(Object pointing listing rows)

____________

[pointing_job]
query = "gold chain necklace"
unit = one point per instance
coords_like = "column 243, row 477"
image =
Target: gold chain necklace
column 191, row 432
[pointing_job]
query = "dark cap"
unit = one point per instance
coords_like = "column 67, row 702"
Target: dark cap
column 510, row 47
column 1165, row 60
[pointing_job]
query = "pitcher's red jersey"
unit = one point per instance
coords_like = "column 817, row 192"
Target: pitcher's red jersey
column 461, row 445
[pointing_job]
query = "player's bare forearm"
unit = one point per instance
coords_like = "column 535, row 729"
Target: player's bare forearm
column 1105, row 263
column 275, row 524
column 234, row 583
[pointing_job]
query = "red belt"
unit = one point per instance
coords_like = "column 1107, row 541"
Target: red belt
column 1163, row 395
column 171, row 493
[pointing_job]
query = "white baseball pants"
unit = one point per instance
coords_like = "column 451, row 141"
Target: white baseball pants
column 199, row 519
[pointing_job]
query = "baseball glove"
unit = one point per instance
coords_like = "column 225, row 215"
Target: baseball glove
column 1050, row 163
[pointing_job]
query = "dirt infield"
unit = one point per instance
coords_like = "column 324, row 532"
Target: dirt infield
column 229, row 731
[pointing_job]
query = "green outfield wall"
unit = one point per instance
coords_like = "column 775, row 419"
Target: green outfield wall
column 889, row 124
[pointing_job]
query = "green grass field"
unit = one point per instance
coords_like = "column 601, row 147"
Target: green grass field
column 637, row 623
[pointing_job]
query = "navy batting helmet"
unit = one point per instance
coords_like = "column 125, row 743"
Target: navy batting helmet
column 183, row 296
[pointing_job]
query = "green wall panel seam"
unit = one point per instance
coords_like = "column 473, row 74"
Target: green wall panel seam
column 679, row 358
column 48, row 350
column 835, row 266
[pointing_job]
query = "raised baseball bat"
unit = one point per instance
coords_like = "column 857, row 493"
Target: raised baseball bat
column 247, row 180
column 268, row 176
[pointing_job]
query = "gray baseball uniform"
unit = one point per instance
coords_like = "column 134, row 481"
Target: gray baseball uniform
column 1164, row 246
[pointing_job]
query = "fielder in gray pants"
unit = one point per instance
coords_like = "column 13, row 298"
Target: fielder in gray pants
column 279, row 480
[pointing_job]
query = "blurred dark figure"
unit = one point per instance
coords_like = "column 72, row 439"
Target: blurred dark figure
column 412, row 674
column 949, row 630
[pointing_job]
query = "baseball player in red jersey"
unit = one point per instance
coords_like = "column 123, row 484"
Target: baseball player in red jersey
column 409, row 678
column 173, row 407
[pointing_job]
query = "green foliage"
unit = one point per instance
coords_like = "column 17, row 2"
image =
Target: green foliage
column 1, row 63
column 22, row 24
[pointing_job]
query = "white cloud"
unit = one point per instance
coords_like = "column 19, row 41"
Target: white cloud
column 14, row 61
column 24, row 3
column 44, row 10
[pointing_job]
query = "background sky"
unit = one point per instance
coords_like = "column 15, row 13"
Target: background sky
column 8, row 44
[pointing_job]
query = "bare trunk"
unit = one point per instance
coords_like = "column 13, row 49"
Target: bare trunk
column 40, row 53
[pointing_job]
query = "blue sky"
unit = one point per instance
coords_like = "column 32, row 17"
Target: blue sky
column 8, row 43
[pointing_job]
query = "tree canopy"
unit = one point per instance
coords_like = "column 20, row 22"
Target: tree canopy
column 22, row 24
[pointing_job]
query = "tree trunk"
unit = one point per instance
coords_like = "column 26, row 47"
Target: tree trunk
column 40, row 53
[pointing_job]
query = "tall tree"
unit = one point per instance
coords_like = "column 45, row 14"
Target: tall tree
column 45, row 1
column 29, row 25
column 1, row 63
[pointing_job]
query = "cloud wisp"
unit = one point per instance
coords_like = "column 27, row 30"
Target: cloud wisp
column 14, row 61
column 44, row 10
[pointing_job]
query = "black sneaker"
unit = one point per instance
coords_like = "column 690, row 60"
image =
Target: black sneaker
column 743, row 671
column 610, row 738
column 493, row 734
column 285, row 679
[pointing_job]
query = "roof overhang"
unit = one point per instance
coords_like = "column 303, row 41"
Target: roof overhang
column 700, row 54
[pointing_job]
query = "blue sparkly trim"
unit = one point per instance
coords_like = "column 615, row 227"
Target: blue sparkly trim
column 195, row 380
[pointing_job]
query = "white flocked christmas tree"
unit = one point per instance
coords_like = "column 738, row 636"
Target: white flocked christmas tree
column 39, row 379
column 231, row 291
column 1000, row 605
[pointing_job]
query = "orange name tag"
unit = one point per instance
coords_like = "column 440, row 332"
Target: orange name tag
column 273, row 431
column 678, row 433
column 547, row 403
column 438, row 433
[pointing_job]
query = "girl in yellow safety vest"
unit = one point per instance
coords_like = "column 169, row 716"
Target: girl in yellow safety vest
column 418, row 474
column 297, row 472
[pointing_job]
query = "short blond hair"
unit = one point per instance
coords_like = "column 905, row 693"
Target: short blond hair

____________

[TASK] Please reproduce the listing word for word, everything from its first line down to and including the line that contains "column 183, row 296".

[SOLUTION TO THE PROBLEM]
[pointing_job]
query = "gold chain necklace"
unit = one point per instance
coords_like = "column 243, row 477"
image =
Target: gold chain necklace
column 191, row 432
[pointing_job]
query = "dark cap"
unit = one point per instance
coords_like = "column 67, row 702"
Target: dark cap
column 510, row 47
column 1165, row 60
[pointing_job]
query = "pitcher's red jersey"
unit = one point per instance
coords_like = "column 817, row 192"
Target: pitcher's red jersey
column 461, row 445
[pointing_job]
query = "player's bare forearm"
unit = one point per instance
coords_like = "column 535, row 729"
Target: player's bare forearm
column 1105, row 263
column 275, row 524
column 234, row 583
[pointing_job]
query = "red belt"
unit = one point per instance
coords_like = "column 1107, row 541"
Target: red belt
column 1163, row 395
column 171, row 493
[pointing_job]
query = "white baseball pants"
unit = one point per instance
coords_like = "column 451, row 141"
Target: white baseball pants
column 199, row 519
[pointing_job]
query = "baseball glove"
unit = one point per instance
coords_like = "column 225, row 215"
Target: baseball glove
column 1050, row 163
[pointing_job]
query = "dirt infield"
unit = one point per instance
coords_like = "column 324, row 532"
Target: dirt infield
column 229, row 731
[pointing_job]
query = "green outfield wall"
unit = one point per instance
coords_like = "column 775, row 419"
Target: green outfield wall
column 889, row 124
[pointing_job]
query = "green grass field"
unit = one point per instance
coords_like = "column 601, row 147"
Target: green grass field
column 637, row 623
[pointing_job]
query = "navy batting helmet"
unit = one point per instance
coords_like = "column 125, row 743"
Target: navy batting helmet
column 183, row 296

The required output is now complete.